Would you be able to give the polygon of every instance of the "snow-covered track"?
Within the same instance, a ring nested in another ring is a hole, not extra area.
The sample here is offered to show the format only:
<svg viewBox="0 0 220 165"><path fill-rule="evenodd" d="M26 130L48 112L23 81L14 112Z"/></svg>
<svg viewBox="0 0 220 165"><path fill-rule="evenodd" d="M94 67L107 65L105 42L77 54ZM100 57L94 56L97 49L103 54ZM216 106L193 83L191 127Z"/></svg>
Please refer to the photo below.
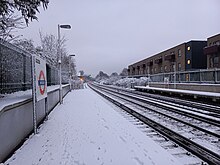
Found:
<svg viewBox="0 0 220 165"><path fill-rule="evenodd" d="M142 107L142 109L148 108L148 107L144 106L143 104L141 104L140 101L138 102L137 101L138 98L136 98L136 100L133 99L134 101L132 101L132 99L131 99L132 96L125 98L124 94L119 96L119 94L115 94L116 92L115 93L112 91L107 92L107 89L101 90L100 88L98 89L98 86L95 86L95 88L96 89L94 89L94 88L93 89L96 90L96 92L98 92L99 94L101 94L102 96L104 96L105 98L107 98L108 100L113 102L114 104L118 105L119 107L121 107L122 109L124 109L125 111L130 113L131 115L135 116L136 118L138 118L142 122L151 126L152 128L154 128L155 130L157 130L158 132L160 132L161 134L163 134L167 138L171 139L172 141L174 141L178 145L180 145L180 146L184 147L186 150L192 152L193 154L195 154L196 156L198 156L199 158L201 158L205 162L207 162L209 164L220 164L220 155L219 155L218 149L217 149L218 151L216 151L216 149L214 149L214 151L213 151L209 147L203 146L203 145L201 145L201 143L200 144L197 143L197 141L193 139L194 137L192 137L191 139L189 137L186 137L184 134L187 134L187 133L184 132L184 129L181 129L180 131L176 131L176 130L173 130L172 128L168 128L166 124L165 125L161 124L160 122L156 121L154 118L147 117L146 114L144 114L145 112L143 113L143 111L141 112L140 110L137 110L136 108L134 108L135 106ZM124 100L127 103L119 101L119 100ZM133 108L132 108L128 104L135 104L135 106L133 106ZM160 108L162 109L162 107L160 107ZM167 114L165 116L165 114L161 113L160 116L162 116L162 115L163 115L163 118L169 117L169 114ZM182 115L184 115L184 114L182 114ZM219 141L218 141L219 134L218 133L200 128L199 126L196 126L196 124L191 124L191 123L188 124L187 122L181 122L181 120L175 119L174 117L170 117L170 120L175 120L175 122L183 124L184 127L190 127L190 128L193 127L193 129L199 130L206 135L208 134L208 136L214 136L215 137L214 139L216 139L216 145L219 145L218 144L219 143ZM215 123L215 122L216 121L213 120L213 123ZM216 123L218 124L218 121ZM215 127L219 128L218 125ZM181 135L181 134L183 134L183 135Z"/></svg>

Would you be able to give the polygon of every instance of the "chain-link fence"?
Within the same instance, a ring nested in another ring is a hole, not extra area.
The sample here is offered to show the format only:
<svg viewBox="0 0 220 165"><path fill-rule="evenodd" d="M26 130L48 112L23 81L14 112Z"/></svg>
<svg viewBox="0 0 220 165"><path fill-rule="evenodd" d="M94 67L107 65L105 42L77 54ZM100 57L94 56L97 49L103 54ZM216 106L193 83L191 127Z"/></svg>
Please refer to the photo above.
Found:
<svg viewBox="0 0 220 165"><path fill-rule="evenodd" d="M0 93L31 88L31 54L0 39Z"/></svg>
<svg viewBox="0 0 220 165"><path fill-rule="evenodd" d="M0 94L32 87L31 54L0 38ZM59 84L57 68L47 65L47 85Z"/></svg>

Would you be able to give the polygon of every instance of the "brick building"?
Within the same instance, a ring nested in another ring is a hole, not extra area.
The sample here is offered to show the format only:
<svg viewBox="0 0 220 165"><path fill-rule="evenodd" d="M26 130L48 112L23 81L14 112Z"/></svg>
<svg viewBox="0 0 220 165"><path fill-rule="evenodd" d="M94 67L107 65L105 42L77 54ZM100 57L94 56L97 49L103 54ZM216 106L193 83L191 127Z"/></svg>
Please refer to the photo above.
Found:
<svg viewBox="0 0 220 165"><path fill-rule="evenodd" d="M209 37L204 48L207 55L207 68L220 68L220 34Z"/></svg>
<svg viewBox="0 0 220 165"><path fill-rule="evenodd" d="M128 66L129 75L206 69L206 41L189 41Z"/></svg>

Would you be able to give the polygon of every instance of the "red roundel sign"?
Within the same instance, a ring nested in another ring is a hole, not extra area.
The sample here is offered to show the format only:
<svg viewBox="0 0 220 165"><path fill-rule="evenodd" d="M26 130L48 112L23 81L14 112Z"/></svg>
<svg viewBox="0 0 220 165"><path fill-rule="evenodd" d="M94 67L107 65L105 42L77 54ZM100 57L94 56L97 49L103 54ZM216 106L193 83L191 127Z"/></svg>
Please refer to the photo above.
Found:
<svg viewBox="0 0 220 165"><path fill-rule="evenodd" d="M42 70L40 71L40 74L39 74L38 86L40 88L40 94L44 95L44 92L46 90L46 78Z"/></svg>

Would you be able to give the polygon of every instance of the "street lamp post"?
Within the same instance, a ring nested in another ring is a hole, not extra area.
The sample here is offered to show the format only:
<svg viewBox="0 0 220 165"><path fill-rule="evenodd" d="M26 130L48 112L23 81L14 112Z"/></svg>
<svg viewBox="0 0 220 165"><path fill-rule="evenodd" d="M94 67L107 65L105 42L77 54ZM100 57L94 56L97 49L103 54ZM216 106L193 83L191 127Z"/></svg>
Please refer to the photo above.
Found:
<svg viewBox="0 0 220 165"><path fill-rule="evenodd" d="M71 29L70 25L59 25L58 24L58 56L59 56L59 78L60 78L60 104L63 103L63 94L62 94L62 77L61 77L61 52L60 52L60 28Z"/></svg>
<svg viewBox="0 0 220 165"><path fill-rule="evenodd" d="M74 57L74 56L76 56L76 55L75 54L69 55L69 84L70 84L70 92L72 91L70 61L71 61L71 57Z"/></svg>

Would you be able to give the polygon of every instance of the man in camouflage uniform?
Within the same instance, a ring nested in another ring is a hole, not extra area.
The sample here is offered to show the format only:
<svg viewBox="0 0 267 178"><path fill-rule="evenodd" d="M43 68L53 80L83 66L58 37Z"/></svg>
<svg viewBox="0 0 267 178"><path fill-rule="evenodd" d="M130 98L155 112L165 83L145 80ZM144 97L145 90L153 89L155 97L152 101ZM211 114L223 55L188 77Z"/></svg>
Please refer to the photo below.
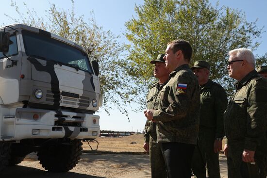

## Job:
Copy out all of the rows above word for word, and leave the pictures out of your copy.

## Reply:
Would you be able to give the polygon of every instance of the "snow-covered track"?
Within the same instance, a ring nested in another ring is a hole, not extra area.
The sample here is offered to show the format only:
<svg viewBox="0 0 220 165"><path fill-rule="evenodd" d="M26 130L48 112L23 81L14 112Z"/></svg>
<svg viewBox="0 0 220 165"><path fill-rule="evenodd" d="M94 67L107 65L105 42L77 54ZM100 57L94 56L97 49L103 54ZM216 106L193 83L191 127Z"/></svg>
Please refer to the photo below.
Found:
<svg viewBox="0 0 220 165"><path fill-rule="evenodd" d="M142 107L142 109L148 108L148 107L144 106L143 104L141 104L140 101L138 102L137 101L138 98L136 98L136 100L133 99L134 101L132 101L132 99L131 99L132 96L125 98L124 94L119 96L119 94L115 94L116 92L115 93L112 91L107 92L107 89L101 90L100 88L98 89L98 86L95 86L95 88L96 89L94 89L94 88L93 89L96 90L96 92L98 92L99 94L101 94L102 96L104 96L105 98L107 98L108 100L113 102L114 104L118 105L119 107L121 107L122 109L124 109L125 111L130 113L131 115L135 116L136 118L138 118L142 122L151 126L152 128L154 128L155 130L157 130L158 132L160 132L161 134L163 134L167 138L171 139L172 141L174 141L178 145L180 145L180 146L184 147L186 150L192 152L193 154L195 154L196 156L198 156L199 158L201 158L205 162L207 162L209 164L220 164L220 155L219 155L218 149L217 149L218 151L216 151L216 149L214 149L214 151L213 151L209 147L203 146L203 145L201 145L201 143L200 144L197 143L197 141L193 139L194 137L192 137L191 139L189 137L186 137L184 134L187 134L187 133L184 132L184 129L181 129L180 131L176 131L176 130L173 130L172 128L168 128L166 124L165 125L161 124L160 122L156 121L154 118L147 117L146 114L144 114L145 112L143 113L143 111L141 112L140 110L137 110L136 108L134 108L135 106ZM124 100L127 103L119 101L119 100ZM133 108L132 108L128 104L135 104L135 106L133 106ZM160 108L162 109L162 107L160 107ZM167 114L165 116L165 114L161 113L160 116L162 116L162 115L163 115L163 118L169 117L169 114ZM182 115L184 115L184 114L182 114ZM219 141L218 141L219 134L218 133L200 128L199 126L196 126L196 124L191 124L191 123L188 124L187 122L181 122L181 120L175 119L174 117L170 117L170 120L175 120L175 122L183 124L184 127L190 127L190 128L193 127L193 129L199 130L206 135L208 134L208 136L214 136L215 137L214 139L216 139L216 145L219 145L218 144L219 143ZM215 123L215 122L216 121L213 120L213 123ZM216 123L218 124L218 121ZM215 127L219 128L218 125ZM181 135L181 134L183 134L183 135Z"/></svg>

Would you be able to give the polygon of every instance of the "chain-link fence"?
Within the same instance, a ring nested in another ring is a hole, not extra area.
The sample here is offered to show the format only:
<svg viewBox="0 0 220 165"><path fill-rule="evenodd" d="M26 130L48 112L23 81L14 112Z"/></svg>
<svg viewBox="0 0 220 165"><path fill-rule="evenodd" d="M94 67L107 65L105 42L77 54ZM100 57L94 56L97 49L103 54ZM216 106L193 83L191 127Z"/></svg>
Please refer to the photo above.
Found:
<svg viewBox="0 0 220 165"><path fill-rule="evenodd" d="M0 93L31 88L31 54L0 39Z"/></svg>
<svg viewBox="0 0 220 165"><path fill-rule="evenodd" d="M0 94L32 87L31 54L0 38ZM59 84L57 68L47 65L47 85Z"/></svg>

Would you be able to give the polygon of every instance of the "brick building"?
Within the same instance, a ring nested in another ring is a hole, not extra area.
The sample here is offered to show the format only:
<svg viewBox="0 0 220 165"><path fill-rule="evenodd" d="M26 130L48 112L23 81L14 112Z"/></svg>
<svg viewBox="0 0 220 165"><path fill-rule="evenodd" d="M94 67L107 65L105 42L77 54ZM100 57L94 56L97 49L103 54ZM216 106L193 83L191 127Z"/></svg>
Please refer to the photo above.
Found:
<svg viewBox="0 0 220 165"><path fill-rule="evenodd" d="M209 37L204 48L207 55L207 68L220 68L220 34Z"/></svg>
<svg viewBox="0 0 220 165"><path fill-rule="evenodd" d="M128 66L129 75L206 69L206 41L189 41Z"/></svg>

Would you be able to give the polygon of every instance of the "red roundel sign"?
Within the same instance, a ring nested in another ring is a hole, not extra area.
The sample here is offered to show the format only:
<svg viewBox="0 0 220 165"><path fill-rule="evenodd" d="M26 130L48 112L23 81L14 112Z"/></svg>
<svg viewBox="0 0 220 165"><path fill-rule="evenodd" d="M94 67L107 65L105 42L77 54ZM100 57L94 56L97 49L103 54ZM216 106L193 83L191 127Z"/></svg>
Please refer to the photo above.
Found:
<svg viewBox="0 0 220 165"><path fill-rule="evenodd" d="M42 70L40 71L40 74L39 74L38 86L40 88L40 94L44 95L44 92L46 90L46 78Z"/></svg>

Would you be able to give the polygon of every instance of the "street lamp post"?
Within the same instance, a ring nested in another ring is a hole, not extra area.
The sample here is offered to show the format only:
<svg viewBox="0 0 220 165"><path fill-rule="evenodd" d="M26 130L48 112L23 81L14 112Z"/></svg>
<svg viewBox="0 0 220 165"><path fill-rule="evenodd" d="M94 67L107 65L105 42L77 54ZM100 57L94 56L97 49L103 54ZM216 106L193 83L191 127Z"/></svg>
Please refer to the photo above.
Found:
<svg viewBox="0 0 220 165"><path fill-rule="evenodd" d="M71 29L70 25L59 25L58 24L58 56L59 56L59 78L60 78L60 104L63 103L63 94L62 94L62 77L61 77L61 52L60 52L60 28Z"/></svg>
<svg viewBox="0 0 220 165"><path fill-rule="evenodd" d="M74 57L74 56L76 56L76 55L75 54L69 55L69 84L70 84L70 92L72 91L70 61L71 61L71 57Z"/></svg>

Would you be able to give the polygon of every instance of the man in camouflage uniform?
Within the same instance, a ring nested in another ring is a hole, not extra area.
The sample here is offered to show the format only:
<svg viewBox="0 0 267 178"><path fill-rule="evenodd" d="M43 68L53 80L83 66L58 37Z"/></svg>
<svg viewBox="0 0 267 178"><path fill-rule="evenodd" d="M130 98L155 112L165 83L145 80ZM144 97L145 90L153 89L155 97L152 101ZM211 114L223 55L188 77Z"/></svg>
Please refer to the photo below.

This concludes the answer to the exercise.